SOURCE RECORDS:
--------------------

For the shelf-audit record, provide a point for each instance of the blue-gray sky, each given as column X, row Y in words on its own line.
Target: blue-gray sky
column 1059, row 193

--------------------

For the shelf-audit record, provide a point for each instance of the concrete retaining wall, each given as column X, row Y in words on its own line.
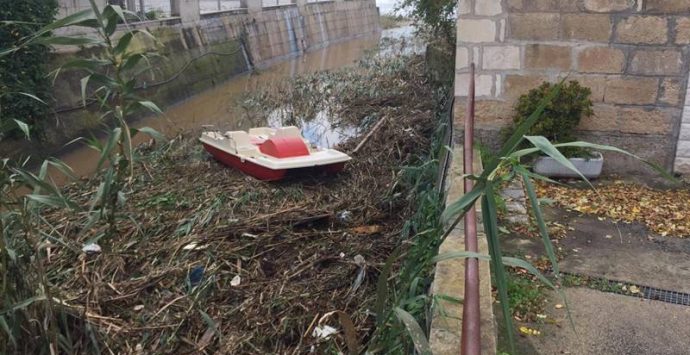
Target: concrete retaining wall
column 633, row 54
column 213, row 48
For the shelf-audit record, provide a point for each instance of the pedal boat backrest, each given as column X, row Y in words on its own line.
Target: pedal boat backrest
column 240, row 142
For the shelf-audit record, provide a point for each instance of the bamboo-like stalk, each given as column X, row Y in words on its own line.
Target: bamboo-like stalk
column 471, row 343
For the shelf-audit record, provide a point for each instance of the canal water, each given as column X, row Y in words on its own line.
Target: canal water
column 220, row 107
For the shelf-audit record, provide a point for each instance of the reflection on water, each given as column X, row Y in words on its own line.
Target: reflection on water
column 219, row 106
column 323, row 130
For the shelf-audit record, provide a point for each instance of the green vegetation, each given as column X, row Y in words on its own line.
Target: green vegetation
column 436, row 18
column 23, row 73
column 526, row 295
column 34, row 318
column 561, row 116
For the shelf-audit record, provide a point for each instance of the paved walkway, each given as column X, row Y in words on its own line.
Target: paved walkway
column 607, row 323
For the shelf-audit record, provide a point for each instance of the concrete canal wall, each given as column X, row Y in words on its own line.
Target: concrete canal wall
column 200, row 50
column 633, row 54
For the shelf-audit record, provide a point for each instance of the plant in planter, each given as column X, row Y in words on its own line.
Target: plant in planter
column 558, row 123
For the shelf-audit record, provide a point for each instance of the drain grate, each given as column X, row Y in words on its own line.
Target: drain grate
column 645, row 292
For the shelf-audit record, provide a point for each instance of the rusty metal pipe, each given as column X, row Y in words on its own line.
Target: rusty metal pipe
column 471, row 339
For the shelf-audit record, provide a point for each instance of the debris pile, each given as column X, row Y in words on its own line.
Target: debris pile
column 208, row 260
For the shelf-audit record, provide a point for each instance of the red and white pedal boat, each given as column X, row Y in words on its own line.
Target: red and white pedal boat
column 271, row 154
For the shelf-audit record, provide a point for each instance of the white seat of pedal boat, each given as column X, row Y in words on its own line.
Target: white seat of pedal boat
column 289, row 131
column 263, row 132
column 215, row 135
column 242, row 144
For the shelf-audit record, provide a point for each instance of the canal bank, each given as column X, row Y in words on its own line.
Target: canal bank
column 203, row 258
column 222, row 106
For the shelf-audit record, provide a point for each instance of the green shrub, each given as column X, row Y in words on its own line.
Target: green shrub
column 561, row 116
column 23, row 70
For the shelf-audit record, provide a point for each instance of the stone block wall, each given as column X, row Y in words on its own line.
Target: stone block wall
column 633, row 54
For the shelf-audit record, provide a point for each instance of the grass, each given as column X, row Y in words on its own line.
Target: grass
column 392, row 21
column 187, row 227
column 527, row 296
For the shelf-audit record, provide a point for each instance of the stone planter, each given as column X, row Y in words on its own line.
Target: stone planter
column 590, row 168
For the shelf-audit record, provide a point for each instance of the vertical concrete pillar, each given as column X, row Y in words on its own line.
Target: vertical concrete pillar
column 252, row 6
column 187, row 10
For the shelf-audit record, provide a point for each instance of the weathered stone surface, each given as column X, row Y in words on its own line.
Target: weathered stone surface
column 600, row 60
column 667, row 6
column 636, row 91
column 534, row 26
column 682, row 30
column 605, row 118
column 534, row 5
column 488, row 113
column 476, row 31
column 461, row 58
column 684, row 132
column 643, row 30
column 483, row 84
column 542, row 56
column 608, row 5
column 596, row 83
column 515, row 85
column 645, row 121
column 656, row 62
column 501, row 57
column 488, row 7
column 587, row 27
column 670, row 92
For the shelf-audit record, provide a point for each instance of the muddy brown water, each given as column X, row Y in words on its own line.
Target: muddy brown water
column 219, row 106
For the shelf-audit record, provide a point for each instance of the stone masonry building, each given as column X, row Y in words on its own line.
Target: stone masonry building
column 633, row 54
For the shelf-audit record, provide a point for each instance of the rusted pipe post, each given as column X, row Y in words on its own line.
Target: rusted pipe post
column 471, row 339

--------------------

Exact duplication is required for the lines above, from the line that contains "Target: green shrub" to the line that contains "of the weathered", inclusive; omit all others.

Target: green shrub
column 561, row 116
column 23, row 70
For the shelf-audit record, provide a point for each instance of the stone block wall, each given as column X, row Y in words on its own line.
Target: stone block wall
column 633, row 54
For the shelf-audit record, provide a point for each instance of the grass, each given as column X, row Y in words on its own line.
Target: grass
column 392, row 21
column 187, row 227
column 527, row 296
For the shelf-audit record, provide a point for each instance of the stone planter, each given as column X, row Y in words on its own line.
Target: stone planter
column 590, row 168
For the shelf-audit record, provide a point for each instance of the vertical concrete pillar, each given as column X, row Y in words on its own line.
Target: vertical concrete pillar
column 252, row 6
column 187, row 10
For the shelf-audit record, provide a point for each instance of the weathered stone surface, each given as column X, row Y in words on its own line.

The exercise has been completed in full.